- WHAT THE EXERCISE ASKS
Produce a verbatim copy of the entries listed below.

Coordinate annotation records
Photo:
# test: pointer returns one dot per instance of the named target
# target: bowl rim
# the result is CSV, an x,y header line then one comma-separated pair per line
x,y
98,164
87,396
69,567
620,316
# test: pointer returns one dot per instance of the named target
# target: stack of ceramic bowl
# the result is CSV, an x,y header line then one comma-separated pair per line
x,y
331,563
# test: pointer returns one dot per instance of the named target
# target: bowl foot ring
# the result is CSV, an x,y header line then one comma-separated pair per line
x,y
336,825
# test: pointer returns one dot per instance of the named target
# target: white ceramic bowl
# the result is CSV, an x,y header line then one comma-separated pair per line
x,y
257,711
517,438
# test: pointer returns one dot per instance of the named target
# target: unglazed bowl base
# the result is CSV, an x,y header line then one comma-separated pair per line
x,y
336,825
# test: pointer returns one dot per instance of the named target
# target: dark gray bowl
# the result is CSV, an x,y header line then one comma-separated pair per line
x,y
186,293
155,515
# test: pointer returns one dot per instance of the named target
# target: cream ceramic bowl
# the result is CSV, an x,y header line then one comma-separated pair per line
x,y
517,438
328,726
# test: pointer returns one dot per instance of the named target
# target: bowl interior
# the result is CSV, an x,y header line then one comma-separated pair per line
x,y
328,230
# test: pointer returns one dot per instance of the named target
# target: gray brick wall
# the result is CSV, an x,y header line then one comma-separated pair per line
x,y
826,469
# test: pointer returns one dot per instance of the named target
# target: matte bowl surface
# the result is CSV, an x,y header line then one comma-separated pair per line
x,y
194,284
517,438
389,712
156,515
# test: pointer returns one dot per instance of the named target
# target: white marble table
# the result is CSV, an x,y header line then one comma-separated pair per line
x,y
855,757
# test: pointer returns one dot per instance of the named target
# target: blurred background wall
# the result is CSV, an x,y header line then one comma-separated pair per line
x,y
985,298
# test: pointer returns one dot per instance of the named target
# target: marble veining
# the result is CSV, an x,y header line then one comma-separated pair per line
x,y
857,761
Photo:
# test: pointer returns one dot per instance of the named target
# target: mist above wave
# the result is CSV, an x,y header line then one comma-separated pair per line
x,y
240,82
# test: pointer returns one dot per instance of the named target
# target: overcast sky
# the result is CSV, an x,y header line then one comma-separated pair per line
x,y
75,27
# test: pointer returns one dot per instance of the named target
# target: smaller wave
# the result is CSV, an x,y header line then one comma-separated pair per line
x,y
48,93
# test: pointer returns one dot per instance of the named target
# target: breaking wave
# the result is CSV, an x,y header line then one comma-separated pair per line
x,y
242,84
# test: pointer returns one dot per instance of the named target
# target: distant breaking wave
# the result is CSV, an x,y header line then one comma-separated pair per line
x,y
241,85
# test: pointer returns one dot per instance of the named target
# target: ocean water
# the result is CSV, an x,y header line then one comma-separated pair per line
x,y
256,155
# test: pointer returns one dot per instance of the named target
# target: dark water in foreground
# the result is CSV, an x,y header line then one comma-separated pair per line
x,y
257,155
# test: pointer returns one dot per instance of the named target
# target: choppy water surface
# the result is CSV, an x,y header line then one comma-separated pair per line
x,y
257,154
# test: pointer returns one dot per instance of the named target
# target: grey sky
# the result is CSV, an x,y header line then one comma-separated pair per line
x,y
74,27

- FINAL ANSWER
Photo:
# test: pointer returns one dot per instance of the named target
# target: bowl rim
# the result is CSV, an x,y header line then one comma-separated pair per line
x,y
98,164
87,396
69,567
620,316
# test: pointer returns one dot per instance of the named target
# target: stack of ceramic bowl
# the result is CSV, an x,y header line then one comma-separated pair per line
x,y
331,563
# test: pointer returns one dot per instance of the named target
# target: bowl foot ring
# the result is CSV, an x,y header line then one comma-separated pair per line
x,y
336,825
# test: pointer returns one dot per instance of the named target
# target: white ceramic bowl
# the result is CSV, an x,y header line then one comma-separated pair per line
x,y
257,711
517,438
# test: pointer returns one dot per instance of the named target
# target: unglazed bowl base
# the result is CSV, an x,y header line then one comma-separated pair per line
x,y
336,825
# test: pointer returns one dot per instance of the named target
# target: dark gray bowl
# the result is CSV, an x,y header line then one comma-separated pair per line
x,y
186,293
155,515
# test: pointer returns one dot per instance of the named target
# target: cream ceramic bowl
# the result is CSV, an x,y header line then one comma-separated pair per line
x,y
517,438
328,726
# test: pointer returns one dot per instance of the named target
# target: bowl interior
# the result is CSV, an x,y header line then one comma-separated pair per line
x,y
328,230
# test: pointer returns one dot per instance of the named target
# target: gray brick wall
# the result is CSV, an x,y header line then one comma-separated pair per line
x,y
826,469
# test: pointer returns one dot per instance of the named target
# target: matte bowl surface
# the result is CSV, an x,y header line then one comma-separated pair per line
x,y
194,284
517,438
389,712
156,515
# test: pointer returns one dot per instance of the named target
# target: white marble table
# the result is CSV, an x,y header line then one comma-separated pair per line
x,y
855,757
# test: pointer returns one dot per instance of the named target
# target: blurred background wall
# the result is CSV, an x,y header line then one comma-separated pair per line
x,y
985,298
# test: pointer returns one dot per instance of the named target
# target: marble veining
# the result is CSV, an x,y header line then one comma-separated pair per line
x,y
857,761
Photo:
# test: pointer returns one dot per instance of the named target
# target: mist above wave
# the result is CSV, an x,y header line then one comma-separated pair per line
x,y
240,82
# test: pointer returns one dot per instance of the named target
# target: overcast sky
# the result is CSV, an x,y header line then one comma-separated pair per line
x,y
75,27
# test: pointer returns one dot per instance of the named target
# target: smaller wave
# the result is CSV, an x,y header line then one comma-separated pair per line
x,y
48,93
# test: pointer returns one dot per instance of the named target
# target: breaking wave
# the result is CSV, an x,y header line then one comma-separated pair per line
x,y
242,84
# test: pointer returns one dot per instance of the named target
# target: distant breaking wave
# the result is CSV, an x,y header line then one comma-separated pair per line
x,y
241,85
# test: pointer returns one dot per instance of the named target
# target: ocean water
# the result is CSV, an x,y header line then one comma-separated pair per line
x,y
256,155
# test: pointer returns one dot per instance of the named target
# target: dark water in foreground
# the result is CSV, an x,y header line then one comma-separated pair per line
x,y
257,155
# test: pointer returns one dot per instance of the named target
# target: choppy water surface
# the result is CSV, an x,y header line then one comma-separated pair per line
x,y
257,154
# test: pointer returns one dot per instance of the named target
# target: grey sky
# the result is CSV, an x,y header line then one comma-separated pair per line
x,y
74,27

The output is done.